#### Text to read

########

- Conference: Conference USA
- Record: 18–16 (8–10 C-USA)
- Head coach: Ray Harper (4th season);
- Assistant coaches: David Boyden; Shawn Forrest; Chris Shumate;
- Home arena: E. A. Diddle Arena

= 2015–16 Western Kentucky Hilltoppers basketball team =

American college basketball season

The 2015–16 Western Kentucky Hilltoppers men's basketball team represented Western Kentucky University during the 2015–16 NCAA Division I men's basketball season. The Hilltoppers were led by head coach Ray Harper in his fourth season. They played their home games at E. A. Diddle Arena and were second year members of Conference USA. They finished the season 18–16, 8–10 in C-USA play to finish in eighth place. They defeated North Texas and UAB to advance to the semifinals of the C-USA tournament where they lost to Old Dominion. Despite having 18 wins and a better they .500 record, they did not participate in a postseason tournament.

On March 17, 2016, head coach Ray Harper resigned after three players were suspended by a university disciplinary committee. He finished at WKU with a record of 90–62. On March 28, the school hired Rick Stansbury as head coach.

==Previous season==
The Hilltoppers finished the season 20–12, 13–5 in C-USA play to finish in a tie for the second place. They advanced to the quarterfinals of the C-USA tournament where they lost to UAB. Despite having 20 wins they didn't play in a postseason tournament.

########

#### Exercise A
Print the entries word for word, starting at the line that contains "the wildebeest in" and ending at the last line of the entries.
The basketball article and the entries have no connection to each other.

#### Entries for identifying locations
########

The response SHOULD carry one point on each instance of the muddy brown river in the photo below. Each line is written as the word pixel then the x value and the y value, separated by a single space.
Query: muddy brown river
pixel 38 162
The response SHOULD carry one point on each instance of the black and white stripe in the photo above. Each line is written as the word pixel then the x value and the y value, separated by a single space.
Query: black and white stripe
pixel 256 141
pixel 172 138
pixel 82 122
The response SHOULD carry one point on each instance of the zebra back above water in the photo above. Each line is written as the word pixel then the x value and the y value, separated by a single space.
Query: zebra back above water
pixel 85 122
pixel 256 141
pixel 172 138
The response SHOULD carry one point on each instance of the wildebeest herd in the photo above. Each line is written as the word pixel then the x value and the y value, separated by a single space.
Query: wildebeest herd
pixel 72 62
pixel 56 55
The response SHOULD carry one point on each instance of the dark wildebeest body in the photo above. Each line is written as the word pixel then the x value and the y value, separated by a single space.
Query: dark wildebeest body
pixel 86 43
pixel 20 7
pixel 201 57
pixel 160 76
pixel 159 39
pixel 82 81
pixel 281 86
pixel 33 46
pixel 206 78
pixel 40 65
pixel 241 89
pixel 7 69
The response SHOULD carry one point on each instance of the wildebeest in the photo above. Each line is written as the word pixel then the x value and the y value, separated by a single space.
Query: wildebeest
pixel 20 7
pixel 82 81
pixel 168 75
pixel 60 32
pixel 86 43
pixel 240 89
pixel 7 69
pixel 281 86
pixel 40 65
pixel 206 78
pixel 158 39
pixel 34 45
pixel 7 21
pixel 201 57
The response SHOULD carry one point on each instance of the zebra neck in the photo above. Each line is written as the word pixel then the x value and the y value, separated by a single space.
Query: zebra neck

########

#### Exercise B
Output the part of the basketball article starting at "On March 17, 2016, head" and ending at "play in a postseason tournament.", copied word for word.

#### Right answer A
The response SHOULD carry one point on each instance of the wildebeest in the photo above. Each line is written as the word pixel then the x value and the y value, separated by a single space.
Query: wildebeest
pixel 20 7
pixel 82 81
pixel 168 75
pixel 60 32
pixel 86 43
pixel 240 89
pixel 7 69
pixel 281 86
pixel 40 65
pixel 206 78
pixel 158 39
pixel 34 45
pixel 7 21
pixel 201 57
The response SHOULD carry one point on each instance of the zebra neck in the photo above. Each line is written as the word pixel then the x value and the y value, separated by a single space.
Query: zebra neck

#### Right answer B
On March 17, 2016, head coach Ray Harper resigned after three players were suspended by a university disciplinary committee. He finished at WKU with a record of 90–62. On March 28, the school hired Rick Stansbury as head coach.

==Previous season==
The Hilltoppers finished the season 20–12, 13–5 in C-USA play to finish in a tie for the second place. They advanced to the quarterfinals of the C-USA tournament where they lost to UAB. Despite having 20 wins they didn't play in a postseason tournament.